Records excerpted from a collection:

==================================================

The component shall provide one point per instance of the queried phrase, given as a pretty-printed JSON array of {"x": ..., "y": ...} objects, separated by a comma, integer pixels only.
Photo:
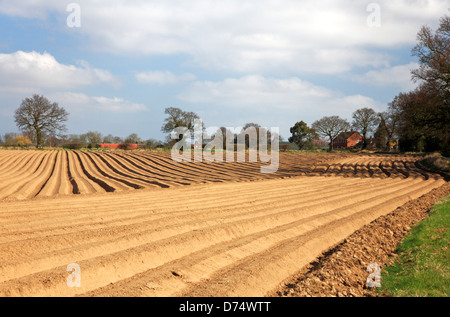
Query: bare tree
[
  {"x": 365, "y": 120},
  {"x": 330, "y": 127},
  {"x": 39, "y": 115}
]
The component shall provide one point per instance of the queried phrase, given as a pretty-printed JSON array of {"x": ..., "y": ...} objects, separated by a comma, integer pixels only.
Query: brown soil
[{"x": 341, "y": 271}]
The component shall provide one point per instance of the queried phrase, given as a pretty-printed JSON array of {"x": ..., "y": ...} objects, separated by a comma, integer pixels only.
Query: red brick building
[
  {"x": 116, "y": 146},
  {"x": 347, "y": 140}
]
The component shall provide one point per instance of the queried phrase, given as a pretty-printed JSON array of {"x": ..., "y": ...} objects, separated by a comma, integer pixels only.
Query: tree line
[{"x": 414, "y": 121}]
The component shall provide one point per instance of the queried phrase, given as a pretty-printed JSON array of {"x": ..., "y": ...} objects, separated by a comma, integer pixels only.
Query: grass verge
[{"x": 422, "y": 266}]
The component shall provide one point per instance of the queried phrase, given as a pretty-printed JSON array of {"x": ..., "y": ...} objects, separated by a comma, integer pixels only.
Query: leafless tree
[
  {"x": 365, "y": 120},
  {"x": 331, "y": 127}
]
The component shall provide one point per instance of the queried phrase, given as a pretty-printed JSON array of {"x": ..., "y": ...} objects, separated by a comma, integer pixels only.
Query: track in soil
[
  {"x": 220, "y": 236},
  {"x": 32, "y": 174}
]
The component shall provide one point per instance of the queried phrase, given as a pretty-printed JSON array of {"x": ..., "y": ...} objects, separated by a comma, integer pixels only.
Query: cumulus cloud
[
  {"x": 162, "y": 77},
  {"x": 272, "y": 101},
  {"x": 32, "y": 70},
  {"x": 82, "y": 103},
  {"x": 398, "y": 76}
]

==================================================

_GOAL OF THE EXERCISE_
Your copy of the records must match them exactly, except that no pictures appear in it.

_TASK ANSWER_
The component shall provide one point per instance of the queried phrase, given as a pretty-printed JSON array of {"x": ..., "y": ...} objects, separated by a comma, integer pixels only.
Photo:
Query: bare tree
[
  {"x": 365, "y": 120},
  {"x": 330, "y": 127},
  {"x": 39, "y": 115}
]
The component shall provide one point per instance of the queried phrase, given as a pretty-printed JSON array of {"x": ..., "y": ...} objects, separated by a comma, integer pixels only.
Query: brown soil
[{"x": 341, "y": 271}]
The component shall provide one point per instance of the queried phrase, given as a pretty-printed JSON array of {"x": ..., "y": ...} objects, separated by a comma, integer pixels only.
Query: red brick building
[
  {"x": 116, "y": 146},
  {"x": 347, "y": 140}
]
The component shall provide one point per instance of the queried phrase, given as a pretty-printed JSON array of {"x": ..., "y": ...} objects, separated by a comma, integer pixels only.
Query: tree line
[{"x": 414, "y": 121}]
The component shall provide one point per instance of the queried phrase, given as a pretty-printed JSON array of {"x": ..., "y": ...} objects, separated by a comma, integer pixels only.
Query: grass verge
[{"x": 422, "y": 266}]
The component shall provide one point per instance of the queried phrase, given as a pretty-printed JSON array of {"x": ..., "y": ...} objects, separated by a comma, integer pixels only.
Query: leafless tree
[
  {"x": 365, "y": 120},
  {"x": 331, "y": 127}
]
The component shall provide one point per instance of the queried phrase, given as a pretty-printed JSON array of {"x": ..., "y": ...} objects, separated by a comma, integer pixels only.
Query: track in soil
[
  {"x": 220, "y": 236},
  {"x": 32, "y": 174}
]
The component shall provide one point per instance of the queried phrase, given as a pretty-printed JSON array of {"x": ..., "y": ...} objects, separated by a comma, integer pixels only.
Query: cumulus cloud
[
  {"x": 162, "y": 77},
  {"x": 272, "y": 101},
  {"x": 32, "y": 70},
  {"x": 82, "y": 103},
  {"x": 398, "y": 76}
]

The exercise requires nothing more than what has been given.